__Set problem__:
Write out the listing verbatim, starting at the line containing "Return the polygon of every instance of the residential" and ending at the final line of the listing, both ends included.

____________________

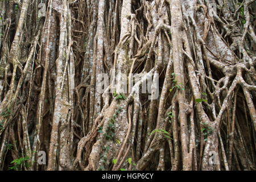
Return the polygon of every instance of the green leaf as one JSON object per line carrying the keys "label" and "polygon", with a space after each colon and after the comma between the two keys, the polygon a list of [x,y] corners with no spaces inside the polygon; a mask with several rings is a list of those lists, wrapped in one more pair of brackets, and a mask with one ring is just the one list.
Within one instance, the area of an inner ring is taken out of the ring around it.
{"label": "green leaf", "polygon": [[131,164],[131,158],[128,159],[128,163],[129,164]]}
{"label": "green leaf", "polygon": [[207,94],[205,92],[203,92],[202,94],[205,96],[207,96]]}
{"label": "green leaf", "polygon": [[117,142],[117,143],[118,144],[119,144],[120,143],[121,143],[120,141],[118,139],[115,139],[115,141]]}
{"label": "green leaf", "polygon": [[161,130],[162,131],[163,131],[163,132],[165,134],[168,134],[168,135],[170,135],[170,134],[169,134],[167,131],[166,131],[166,130],[164,130],[160,129],[160,130]]}
{"label": "green leaf", "polygon": [[152,135],[153,133],[154,133],[155,132],[156,132],[156,131],[159,131],[159,130],[158,130],[158,129],[156,129],[156,130],[154,130],[153,131],[152,131],[150,134],[150,135]]}
{"label": "green leaf", "polygon": [[195,101],[196,101],[196,102],[201,102],[202,101],[203,101],[202,99],[201,99],[201,98],[196,98],[196,99],[195,100]]}
{"label": "green leaf", "polygon": [[112,160],[112,163],[113,163],[114,164],[115,164],[117,162],[117,159],[113,159]]}
{"label": "green leaf", "polygon": [[169,139],[172,140],[172,138],[171,138],[171,137],[170,137],[169,136],[168,136],[168,135],[167,135],[164,134],[164,136],[166,136],[166,138],[169,138]]}

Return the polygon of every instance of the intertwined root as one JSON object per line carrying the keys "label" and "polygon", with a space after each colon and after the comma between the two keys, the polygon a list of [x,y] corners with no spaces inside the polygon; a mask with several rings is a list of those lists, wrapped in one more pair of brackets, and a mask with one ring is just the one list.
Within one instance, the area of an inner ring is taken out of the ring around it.
{"label": "intertwined root", "polygon": [[254,1],[0,5],[2,169],[255,169]]}

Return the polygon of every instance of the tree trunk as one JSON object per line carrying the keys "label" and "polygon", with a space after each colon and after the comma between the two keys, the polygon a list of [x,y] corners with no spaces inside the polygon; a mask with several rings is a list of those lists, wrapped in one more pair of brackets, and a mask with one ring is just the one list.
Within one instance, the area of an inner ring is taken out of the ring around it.
{"label": "tree trunk", "polygon": [[254,1],[0,7],[1,170],[255,170]]}

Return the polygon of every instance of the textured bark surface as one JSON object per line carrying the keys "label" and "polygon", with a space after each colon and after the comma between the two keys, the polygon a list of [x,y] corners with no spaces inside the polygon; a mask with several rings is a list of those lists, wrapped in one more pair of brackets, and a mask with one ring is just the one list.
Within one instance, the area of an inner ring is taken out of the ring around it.
{"label": "textured bark surface", "polygon": [[255,170],[255,10],[1,1],[1,170]]}

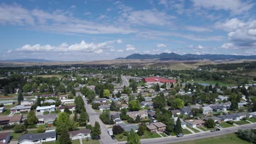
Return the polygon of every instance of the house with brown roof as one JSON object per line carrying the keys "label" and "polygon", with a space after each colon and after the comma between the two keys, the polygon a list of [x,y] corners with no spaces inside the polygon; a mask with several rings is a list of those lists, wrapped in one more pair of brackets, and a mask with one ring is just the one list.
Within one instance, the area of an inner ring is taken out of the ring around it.
{"label": "house with brown roof", "polygon": [[0,133],[0,144],[8,143],[10,141],[10,132]]}
{"label": "house with brown roof", "polygon": [[185,122],[186,122],[187,125],[190,126],[191,128],[201,127],[205,123],[205,122],[202,119],[188,119],[185,120]]}
{"label": "house with brown roof", "polygon": [[88,129],[81,129],[78,130],[68,132],[70,139],[72,140],[91,138],[91,130]]}
{"label": "house with brown roof", "polygon": [[162,131],[166,129],[166,125],[162,122],[153,123],[153,124],[158,128],[158,131]]}
{"label": "house with brown roof", "polygon": [[156,132],[156,131],[158,131],[158,128],[155,127],[154,124],[147,125],[147,129],[149,132]]}

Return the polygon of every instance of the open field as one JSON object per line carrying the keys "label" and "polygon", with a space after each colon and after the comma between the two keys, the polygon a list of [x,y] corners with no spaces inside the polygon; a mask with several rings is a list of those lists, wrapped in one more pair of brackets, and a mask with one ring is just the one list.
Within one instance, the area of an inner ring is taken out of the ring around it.
{"label": "open field", "polygon": [[190,69],[205,64],[217,64],[219,63],[242,63],[244,61],[253,61],[246,59],[240,59],[234,61],[227,60],[211,61],[159,61],[158,59],[113,59],[91,62],[15,62],[0,61],[0,67],[24,67],[32,65],[70,65],[72,64],[85,65],[115,65],[124,66],[130,64],[132,68],[149,68],[153,67],[167,68],[173,70]]}
{"label": "open field", "polygon": [[237,137],[235,134],[226,134],[222,136],[213,136],[202,139],[195,140],[186,141],[184,142],[179,142],[177,143],[172,143],[173,144],[252,144],[252,143],[247,142]]}

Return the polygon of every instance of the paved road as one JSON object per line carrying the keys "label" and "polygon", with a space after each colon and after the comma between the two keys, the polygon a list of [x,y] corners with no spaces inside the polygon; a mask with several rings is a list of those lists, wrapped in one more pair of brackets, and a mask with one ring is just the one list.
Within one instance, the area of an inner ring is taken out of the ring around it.
{"label": "paved road", "polygon": [[106,127],[105,124],[100,119],[100,114],[96,112],[90,105],[87,104],[87,101],[85,98],[83,98],[84,101],[85,106],[86,109],[86,112],[89,116],[89,120],[91,124],[94,125],[95,122],[98,122],[100,123],[101,129],[101,139],[100,141],[102,144],[115,143],[117,141],[112,140],[110,136],[108,134],[108,129]]}
{"label": "paved road", "polygon": [[122,81],[123,81],[122,87],[124,87],[125,86],[126,87],[129,87],[129,82],[127,80],[126,77],[125,77],[125,76],[123,76],[123,75],[121,75],[121,79],[122,79]]}
{"label": "paved road", "polygon": [[[183,137],[160,137],[150,139],[143,139],[141,140],[142,144],[165,144],[173,142],[179,142],[185,141],[193,140],[196,139],[203,139],[206,137],[223,135],[227,134],[233,133],[237,131],[238,129],[255,129],[256,128],[256,124],[250,123],[243,125],[238,127],[233,127],[222,129],[218,132],[211,133],[210,131],[203,132],[201,133],[196,133],[194,134],[189,134],[184,136]],[[124,144],[126,142],[118,142],[120,144]]]}

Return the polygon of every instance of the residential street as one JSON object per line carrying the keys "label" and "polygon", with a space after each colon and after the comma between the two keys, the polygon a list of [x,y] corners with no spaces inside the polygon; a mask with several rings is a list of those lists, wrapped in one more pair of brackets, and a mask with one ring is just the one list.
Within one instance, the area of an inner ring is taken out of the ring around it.
{"label": "residential street", "polygon": [[[196,133],[194,134],[186,135],[183,137],[177,137],[175,136],[169,137],[160,137],[155,139],[143,139],[141,140],[141,143],[145,144],[164,144],[170,143],[173,142],[178,142],[185,141],[193,140],[196,139],[203,139],[206,137],[209,137],[212,136],[216,136],[219,135],[223,135],[230,133],[233,133],[237,131],[238,129],[255,129],[256,128],[256,124],[255,123],[250,123],[243,125],[240,125],[237,127],[233,127],[230,128],[227,128],[222,129],[220,131],[218,132],[212,133],[210,131],[203,132],[202,133]],[[126,142],[120,142],[118,143],[126,143]]]}
{"label": "residential street", "polygon": [[117,142],[115,140],[112,140],[108,133],[107,128],[105,124],[100,119],[100,114],[96,112],[90,105],[87,104],[87,101],[85,98],[83,98],[85,104],[86,112],[89,115],[90,123],[94,125],[95,122],[98,122],[101,125],[101,134],[100,141],[102,144],[115,143]]}
{"label": "residential street", "polygon": [[127,80],[126,77],[124,76],[123,75],[121,75],[121,79],[122,79],[122,81],[123,81],[123,87],[126,86],[126,87],[129,87],[129,82]]}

____________________

__Exercise result__:
Return the polygon of every instance of the residential street as one JSON object per line carrying the keys "label" and "polygon", with a space after each colon and after the comma between the two keys, the polygon a list of [x,y] corners with no spaces inside the polygon; a mask with several rings is a list of those lists, wrapped in one more pair of brackets, and a mask with one ring is just the one list.
Within one instance, the area of an inner ring is taken out of the ring around it.
{"label": "residential street", "polygon": [[[196,133],[194,134],[186,135],[183,137],[177,137],[175,136],[169,137],[160,137],[155,139],[143,139],[141,140],[141,143],[145,144],[164,144],[170,143],[173,142],[178,142],[185,141],[193,140],[196,139],[203,139],[206,137],[209,137],[212,136],[216,136],[219,135],[223,135],[230,133],[233,133],[237,131],[238,129],[255,129],[256,128],[256,124],[255,123],[250,123],[243,125],[240,125],[237,127],[233,127],[230,128],[227,128],[222,129],[220,131],[218,132],[212,133],[210,131],[203,132],[202,133]],[[126,142],[120,142],[118,143],[126,143]]]}
{"label": "residential street", "polygon": [[117,142],[115,140],[112,140],[108,133],[107,128],[105,124],[100,119],[100,114],[96,112],[90,105],[87,104],[87,101],[85,98],[83,98],[85,104],[86,112],[89,115],[90,123],[94,125],[95,122],[98,122],[101,125],[101,134],[100,141],[102,144],[115,143]]}
{"label": "residential street", "polygon": [[127,80],[126,77],[124,76],[123,75],[121,75],[121,79],[122,79],[122,81],[123,81],[123,87],[126,86],[126,87],[129,87],[129,82]]}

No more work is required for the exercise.